PROBLEM TO SOLVE | Shift every coordinate in the answers of the listing below by adding 111 to each x and y value, and write out all of its lines again, requests included. Leave the pictures out.

RECORD LIST |
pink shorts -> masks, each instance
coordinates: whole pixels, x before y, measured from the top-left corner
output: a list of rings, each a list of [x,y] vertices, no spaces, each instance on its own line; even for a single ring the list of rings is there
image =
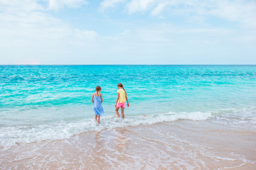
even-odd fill
[[[117,108],[125,108],[125,102],[124,103],[118,103],[117,104]]]

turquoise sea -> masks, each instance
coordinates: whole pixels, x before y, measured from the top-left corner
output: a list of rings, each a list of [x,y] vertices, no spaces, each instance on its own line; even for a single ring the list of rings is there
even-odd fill
[[[120,82],[130,104],[123,120],[114,113]],[[0,88],[0,147],[178,120],[256,128],[256,65],[1,65]]]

CORRECT RESPONSE |
pink shorts -> masks, each instance
coordinates: whole pixels, x before y, measured from the top-left corner
output: a list of rings, each a list of [x,y] vertices, no spaces, each instance on its own line; even for a single ring the list of rings is there
image =
even-odd fill
[[[228,219],[236,219],[236,213],[235,214],[229,214],[228,215]]]

turquoise sea -> masks, each instance
coordinates: whole pixels, x before y, measured from the top-left corner
output: a list of rings, each a list of [x,y] vertices, no spaces, each instance on its own line; even for a single ring the list of rings is there
even-odd fill
[[[231,193],[241,215],[234,231],[225,224]],[[111,199],[111,258],[289,231],[367,239],[367,176],[112,176]]]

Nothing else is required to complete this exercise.